◆ PAGE TEXT
By tuning into a subset of brain waves, researchers have dramatically reduced the power requirements of neural interfaces while improving their accuracy — a discovery that could lead to long-lasting brain implants that can both treat neurological diseases and enable mind-controlled prosthetics and machines.
The team, led by Cynthia Chestek, associate professor of biomedical engineering and core faculty at the Robotics Institute, estimated a 90% drop in power consumption of neural interfaces by utilizing their approach.
«Currently, interpreting brain signals into someone’s intentions requires computers as tall as people and lots of electrical power — several car batteries worth,» said Samuel Nason, first author of the study and a Ph.D. candidate in Chestek’s Cortical Neural Prosthetics Laboratory. «Reducing the amount of electrical power by an order of magnitude will eventually allow for at-home brain-machine interfaces.»
Neurons, the cells in our brains that relay information and action around the body, are noisy transmitters. The computers and electrodes used to gather neuron data are listening to a radio stuck in between stations. They must decipher actual content amongst the brain’s buzzing. Complicating this task, the brain is a firehose of this data, which increases the power and processing beyond the limits of safe implantable devices.

(Stored data entries)
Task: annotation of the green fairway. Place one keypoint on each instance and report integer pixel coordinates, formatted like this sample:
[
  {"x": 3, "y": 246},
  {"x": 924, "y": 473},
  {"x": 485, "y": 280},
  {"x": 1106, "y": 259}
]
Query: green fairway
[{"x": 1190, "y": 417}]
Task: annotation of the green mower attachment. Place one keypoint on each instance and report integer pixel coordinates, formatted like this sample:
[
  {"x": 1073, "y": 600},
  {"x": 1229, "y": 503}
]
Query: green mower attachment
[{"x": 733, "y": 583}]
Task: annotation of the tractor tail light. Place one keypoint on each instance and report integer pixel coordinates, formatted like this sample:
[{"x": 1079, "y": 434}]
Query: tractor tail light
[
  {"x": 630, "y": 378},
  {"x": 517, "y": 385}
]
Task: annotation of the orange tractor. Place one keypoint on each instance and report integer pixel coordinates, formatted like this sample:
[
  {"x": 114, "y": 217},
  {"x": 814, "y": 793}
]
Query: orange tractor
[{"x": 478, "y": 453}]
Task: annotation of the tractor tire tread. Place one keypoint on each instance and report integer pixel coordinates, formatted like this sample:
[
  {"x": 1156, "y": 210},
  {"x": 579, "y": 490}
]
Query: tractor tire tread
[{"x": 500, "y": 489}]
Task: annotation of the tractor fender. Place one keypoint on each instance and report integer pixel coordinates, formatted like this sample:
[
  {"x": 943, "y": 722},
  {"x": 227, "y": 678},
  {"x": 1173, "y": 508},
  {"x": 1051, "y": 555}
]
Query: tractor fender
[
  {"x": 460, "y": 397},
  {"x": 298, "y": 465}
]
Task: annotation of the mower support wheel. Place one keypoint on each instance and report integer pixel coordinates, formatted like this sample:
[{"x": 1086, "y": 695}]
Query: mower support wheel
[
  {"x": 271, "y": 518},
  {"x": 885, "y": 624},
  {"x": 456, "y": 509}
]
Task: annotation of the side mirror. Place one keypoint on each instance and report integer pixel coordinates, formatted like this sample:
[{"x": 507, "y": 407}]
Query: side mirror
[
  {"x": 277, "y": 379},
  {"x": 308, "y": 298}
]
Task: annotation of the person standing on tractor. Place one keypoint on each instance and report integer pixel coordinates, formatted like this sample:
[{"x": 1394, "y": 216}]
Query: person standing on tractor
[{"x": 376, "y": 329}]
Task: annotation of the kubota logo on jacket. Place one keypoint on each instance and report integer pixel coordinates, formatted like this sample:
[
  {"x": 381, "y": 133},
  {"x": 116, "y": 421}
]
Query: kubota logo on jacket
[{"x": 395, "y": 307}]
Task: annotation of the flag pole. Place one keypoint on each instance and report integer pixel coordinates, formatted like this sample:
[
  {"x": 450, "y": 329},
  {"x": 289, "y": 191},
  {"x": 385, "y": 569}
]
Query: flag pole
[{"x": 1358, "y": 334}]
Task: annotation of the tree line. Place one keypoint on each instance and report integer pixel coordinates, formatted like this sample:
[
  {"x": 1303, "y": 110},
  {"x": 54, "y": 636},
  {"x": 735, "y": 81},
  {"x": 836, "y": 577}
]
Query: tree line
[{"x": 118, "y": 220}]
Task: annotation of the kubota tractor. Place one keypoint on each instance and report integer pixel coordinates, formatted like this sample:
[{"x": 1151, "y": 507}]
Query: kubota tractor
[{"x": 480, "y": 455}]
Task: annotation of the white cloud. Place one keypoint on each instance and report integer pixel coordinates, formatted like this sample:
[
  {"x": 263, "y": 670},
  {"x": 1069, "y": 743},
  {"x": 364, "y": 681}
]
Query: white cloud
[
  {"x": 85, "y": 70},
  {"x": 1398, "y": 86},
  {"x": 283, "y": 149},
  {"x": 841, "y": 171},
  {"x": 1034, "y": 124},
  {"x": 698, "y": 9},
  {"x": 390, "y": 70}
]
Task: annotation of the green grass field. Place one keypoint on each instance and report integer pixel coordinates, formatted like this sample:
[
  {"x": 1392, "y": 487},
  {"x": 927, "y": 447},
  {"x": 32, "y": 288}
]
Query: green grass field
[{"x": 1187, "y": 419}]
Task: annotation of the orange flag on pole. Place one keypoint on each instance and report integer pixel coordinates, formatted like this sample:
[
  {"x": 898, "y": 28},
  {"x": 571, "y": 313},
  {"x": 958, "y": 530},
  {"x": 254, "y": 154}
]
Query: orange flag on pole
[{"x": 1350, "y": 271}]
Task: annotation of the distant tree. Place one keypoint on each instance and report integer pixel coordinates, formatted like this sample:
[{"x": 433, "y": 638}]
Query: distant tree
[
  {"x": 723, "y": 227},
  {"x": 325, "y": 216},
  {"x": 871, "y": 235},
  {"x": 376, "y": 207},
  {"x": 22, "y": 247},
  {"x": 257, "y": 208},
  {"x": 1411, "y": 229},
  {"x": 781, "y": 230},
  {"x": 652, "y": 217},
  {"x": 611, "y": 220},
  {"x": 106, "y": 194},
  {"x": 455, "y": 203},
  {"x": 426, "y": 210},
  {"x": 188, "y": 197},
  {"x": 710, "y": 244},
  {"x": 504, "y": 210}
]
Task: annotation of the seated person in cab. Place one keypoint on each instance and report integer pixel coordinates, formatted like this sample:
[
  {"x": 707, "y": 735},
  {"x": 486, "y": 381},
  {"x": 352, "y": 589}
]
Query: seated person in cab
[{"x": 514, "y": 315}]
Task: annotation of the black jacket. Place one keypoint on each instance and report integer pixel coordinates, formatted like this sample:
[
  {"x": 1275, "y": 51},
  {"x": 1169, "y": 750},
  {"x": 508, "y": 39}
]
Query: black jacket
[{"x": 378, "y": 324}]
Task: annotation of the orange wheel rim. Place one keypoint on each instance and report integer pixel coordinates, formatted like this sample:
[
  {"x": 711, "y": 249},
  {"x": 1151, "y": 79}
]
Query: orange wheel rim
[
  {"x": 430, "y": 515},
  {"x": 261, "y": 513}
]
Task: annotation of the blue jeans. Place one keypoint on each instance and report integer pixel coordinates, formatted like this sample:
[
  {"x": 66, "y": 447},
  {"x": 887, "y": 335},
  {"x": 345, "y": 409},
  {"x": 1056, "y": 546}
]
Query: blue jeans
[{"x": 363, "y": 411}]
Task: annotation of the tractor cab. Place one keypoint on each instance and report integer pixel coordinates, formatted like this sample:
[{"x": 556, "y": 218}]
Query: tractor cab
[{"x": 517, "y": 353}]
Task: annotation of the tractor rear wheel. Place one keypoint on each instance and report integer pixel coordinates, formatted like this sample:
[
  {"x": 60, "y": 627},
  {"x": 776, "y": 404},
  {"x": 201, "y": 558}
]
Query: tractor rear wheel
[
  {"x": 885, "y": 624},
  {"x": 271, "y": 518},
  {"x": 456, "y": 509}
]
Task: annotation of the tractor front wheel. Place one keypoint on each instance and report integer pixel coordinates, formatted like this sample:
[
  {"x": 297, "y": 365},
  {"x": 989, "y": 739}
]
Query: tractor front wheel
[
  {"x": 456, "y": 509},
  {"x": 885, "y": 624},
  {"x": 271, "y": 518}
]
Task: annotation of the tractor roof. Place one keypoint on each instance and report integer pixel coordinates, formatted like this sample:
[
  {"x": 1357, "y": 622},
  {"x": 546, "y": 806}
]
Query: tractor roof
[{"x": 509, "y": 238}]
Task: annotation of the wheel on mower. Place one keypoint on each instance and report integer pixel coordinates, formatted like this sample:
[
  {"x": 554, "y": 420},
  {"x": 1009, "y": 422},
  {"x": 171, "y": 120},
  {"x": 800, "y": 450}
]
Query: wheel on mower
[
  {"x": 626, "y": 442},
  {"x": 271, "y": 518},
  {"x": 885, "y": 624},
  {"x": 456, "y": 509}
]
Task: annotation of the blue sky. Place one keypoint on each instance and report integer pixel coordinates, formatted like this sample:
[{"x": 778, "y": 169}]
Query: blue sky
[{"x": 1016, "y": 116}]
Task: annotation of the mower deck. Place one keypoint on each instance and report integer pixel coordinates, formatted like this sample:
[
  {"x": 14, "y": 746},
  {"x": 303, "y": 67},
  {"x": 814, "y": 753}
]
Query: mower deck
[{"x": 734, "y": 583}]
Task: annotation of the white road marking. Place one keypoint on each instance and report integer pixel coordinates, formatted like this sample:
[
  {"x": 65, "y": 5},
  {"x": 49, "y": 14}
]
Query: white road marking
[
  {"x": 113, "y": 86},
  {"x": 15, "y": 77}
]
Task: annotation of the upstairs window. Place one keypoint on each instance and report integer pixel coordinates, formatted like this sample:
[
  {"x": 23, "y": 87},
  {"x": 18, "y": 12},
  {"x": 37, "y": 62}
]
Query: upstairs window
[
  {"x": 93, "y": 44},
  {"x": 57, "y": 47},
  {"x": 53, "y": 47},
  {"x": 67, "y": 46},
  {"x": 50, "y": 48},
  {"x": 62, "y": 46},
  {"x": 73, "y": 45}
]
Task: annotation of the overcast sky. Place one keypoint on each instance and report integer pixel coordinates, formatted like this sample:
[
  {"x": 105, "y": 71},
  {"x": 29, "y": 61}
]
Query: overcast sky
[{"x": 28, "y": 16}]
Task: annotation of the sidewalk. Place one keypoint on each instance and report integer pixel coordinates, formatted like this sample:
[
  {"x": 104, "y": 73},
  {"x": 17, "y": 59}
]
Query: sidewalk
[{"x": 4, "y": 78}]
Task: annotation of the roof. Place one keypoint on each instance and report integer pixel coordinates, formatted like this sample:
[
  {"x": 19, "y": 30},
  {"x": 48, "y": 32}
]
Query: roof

◆ EXERCISE TASKS
1. Using the article on neural interfaces, decide whether each statement is true: (a) Cynthia Chestek is an associate professor of biomedical engineering. (b) The team estimated a 50% drop in power consumption. (c) Samuel Nason is the first author of the study. Answer yes or no for each, and quote the words from the article that settle it.
2. Write out the stretch of the article on neural interfaces from "Neurons, the cells" through "safe implantable devices.", matching the original word for word.
3. Extend the article on neural interfaces, picking up right after its final sentence.
This data comes from a separate source.

◆ ANSWERS FOR EACH ITEM
1.
(a) Yes: "Cynthia Chestek, associate professor of biomedical engineering"
(b) No: "estimated a 90% drop in power consumption of neural interfaces"
(c) Yes: "Samuel Nason, first author of the study"

2.
Neurons, the cells in our brains that relay information and action around the body, are noisy transmitters. The computers and electrodes used to gather neuron data are listening to a radio stuck in between stations. They must decipher actual content amongst the brain’s buzzing. Complicating this task, the brain is a firehose of this data, which increases the power and processing beyond the limits of safe implantable devices.

3.
Currently, to predict complex behaviors such as grasping an item in a hand from neuron activity, scientists can use transcutaneous electrodes, or direct wiring through the skin to the brain. This is achievable with 100 electrodes that capture 20,000 signals per second, and enables feats such as reenabling an arm that was paralyzed or allowing someone with a prosthetic hand to feel how hard or soft an object is. But not only is this approach impractical outside of the lab environment, it also carries a risk of infection.
Some wireless implants, created using highly efficient, application-specific integrated circuits, can achieve almost equal performance as the transcutaneous systems. These chips can gather and transmit about 16,000 signals per second. However, they have yet to achieve consistent operation and their custom-built nature is a roadblock in getting approval as safe implants compared to industrial-made chips.